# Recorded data
-- -- --

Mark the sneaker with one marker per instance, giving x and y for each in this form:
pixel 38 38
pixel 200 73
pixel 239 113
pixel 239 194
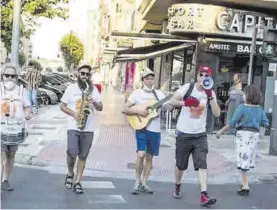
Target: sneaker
pixel 177 193
pixel 6 186
pixel 136 189
pixel 243 192
pixel 145 188
pixel 206 200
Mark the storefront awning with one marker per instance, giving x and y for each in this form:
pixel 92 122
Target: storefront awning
pixel 143 53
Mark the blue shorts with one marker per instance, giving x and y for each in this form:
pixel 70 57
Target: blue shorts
pixel 148 141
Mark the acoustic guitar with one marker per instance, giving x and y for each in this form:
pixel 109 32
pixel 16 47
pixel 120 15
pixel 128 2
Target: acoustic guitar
pixel 138 122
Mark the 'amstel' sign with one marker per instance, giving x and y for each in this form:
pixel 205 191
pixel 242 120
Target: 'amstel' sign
pixel 215 20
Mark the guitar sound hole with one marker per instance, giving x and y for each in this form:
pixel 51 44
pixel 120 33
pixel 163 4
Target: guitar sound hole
pixel 139 118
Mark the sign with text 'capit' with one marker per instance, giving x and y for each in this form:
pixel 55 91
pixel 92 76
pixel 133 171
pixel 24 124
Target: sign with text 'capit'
pixel 216 20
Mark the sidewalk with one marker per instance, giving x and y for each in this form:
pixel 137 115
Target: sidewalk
pixel 114 150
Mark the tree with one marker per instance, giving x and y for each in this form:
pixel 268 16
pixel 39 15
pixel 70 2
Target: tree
pixel 72 50
pixel 31 10
pixel 36 65
pixel 22 59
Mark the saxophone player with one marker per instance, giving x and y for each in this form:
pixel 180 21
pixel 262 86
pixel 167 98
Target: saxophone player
pixel 79 102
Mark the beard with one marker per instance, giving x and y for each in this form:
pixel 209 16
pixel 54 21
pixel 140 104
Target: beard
pixel 82 84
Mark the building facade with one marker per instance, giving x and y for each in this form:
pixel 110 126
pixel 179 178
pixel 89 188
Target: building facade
pixel 186 35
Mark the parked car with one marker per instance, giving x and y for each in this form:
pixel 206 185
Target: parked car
pixel 52 98
pixel 42 98
pixel 51 81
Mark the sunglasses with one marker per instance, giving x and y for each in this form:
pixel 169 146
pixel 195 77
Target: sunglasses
pixel 10 75
pixel 84 73
pixel 204 75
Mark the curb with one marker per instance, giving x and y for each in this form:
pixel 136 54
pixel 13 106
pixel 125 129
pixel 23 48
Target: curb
pixel 29 160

-- -- --

# What you should do
Put every line of the rows above into a Markdown table with the columns "Number" and "Line," numbering each line and skipping any blank ones. Leave the pictures out of the table.

# Answer in full
| Number | Line |
|---|---|
| 1 | Mark the sneaker with one marker per instance, giving x and y for each in this form: |
| 2 | pixel 38 38 |
| 3 | pixel 200 73 |
| 4 | pixel 239 113 |
| 5 | pixel 239 194 |
| 6 | Target: sneaker |
| 7 | pixel 177 193 |
| 8 | pixel 6 186 |
| 9 | pixel 136 189 |
| 10 | pixel 243 192 |
| 11 | pixel 145 188 |
| 12 | pixel 206 200 |
| 13 | Mark the storefront awning with one marker per instance, giving x and y for each in this form: |
| 14 | pixel 92 122 |
| 15 | Target: storefront awning |
| 16 | pixel 143 53 |
| 17 | Mark the blue shorts with one marker per instance, giving x and y for each in this form: |
| 18 | pixel 70 57 |
| 19 | Target: blue shorts |
| 20 | pixel 148 141 |
| 21 | Mark the acoustic guitar with one marker per instance, giving x and y for each in this form: |
| 22 | pixel 109 32 |
| 23 | pixel 16 47 |
| 24 | pixel 120 15 |
| 25 | pixel 128 2 |
| 26 | Target: acoustic guitar |
| 27 | pixel 138 122 |
| 28 | Mark the 'amstel' sign with one marker per instance, giving x and y for each in this form: |
| 29 | pixel 205 191 |
| 30 | pixel 242 120 |
| 31 | Target: 'amstel' sign |
| 32 | pixel 215 20 |
| 33 | Mark the guitar sound hole with one marker per instance, giving x and y for each in this form: |
| 34 | pixel 51 44 |
| 35 | pixel 120 33 |
| 36 | pixel 163 4 |
| 37 | Target: guitar sound hole |
| 38 | pixel 139 118 |
| 39 | Mark the sign with text 'capit' with one marker per instance, giving x and y for each in this form: |
| 40 | pixel 55 91 |
| 41 | pixel 92 76 |
| 42 | pixel 133 171 |
| 43 | pixel 24 124 |
| 44 | Target: sign with text 'capit' |
| 45 | pixel 216 20 |
| 46 | Mark the sidewalk with one marker per instance, giving x and y for each in this form: |
| 47 | pixel 137 115 |
| 48 | Target: sidewalk |
| 49 | pixel 114 150 |
| 50 | Mark the tree with one marker per instance, giving x and y for each in this form: |
| 51 | pixel 268 16 |
| 52 | pixel 39 15 |
| 53 | pixel 70 2 |
| 54 | Target: tree |
| 55 | pixel 72 50 |
| 56 | pixel 31 10 |
| 57 | pixel 36 65 |
| 58 | pixel 22 59 |
| 59 | Mark the saxophone player with one marker per instance, giving x and y for each in this form: |
| 60 | pixel 180 21 |
| 61 | pixel 262 86 |
| 62 | pixel 167 98 |
| 63 | Target: saxophone player |
| 64 | pixel 79 102 |
| 65 | Mark the beard with one marker per instance, giving x and y for each in this form: |
| 66 | pixel 209 16 |
| 67 | pixel 54 21 |
| 68 | pixel 140 104 |
| 69 | Target: beard |
| 70 | pixel 82 84 |
| 71 | Mark the building facade with one marker per instance, giving x and y for each in this form: |
| 72 | pixel 110 126 |
| 73 | pixel 179 178 |
| 74 | pixel 89 188 |
| 75 | Target: building facade |
| 76 | pixel 186 35 |
| 77 | Mark the parked car with one marker per instance, giving x and y for each in this form: |
| 78 | pixel 206 185 |
| 79 | Target: parked car |
| 80 | pixel 52 98 |
| 81 | pixel 42 98 |
| 82 | pixel 51 81 |
| 83 | Mark the sunglasses with one marker per instance, giving x and y for each in this form: |
| 84 | pixel 169 146 |
| 85 | pixel 195 77 |
| 86 | Target: sunglasses |
| 87 | pixel 10 75 |
| 88 | pixel 84 73 |
| 89 | pixel 204 75 |
| 90 | Mark the curb with one marker per instance, giving x and y for each in this form: |
| 91 | pixel 136 54 |
| 92 | pixel 13 106 |
| 93 | pixel 125 129 |
| 94 | pixel 23 48 |
| 95 | Target: curb |
| 96 | pixel 29 160 |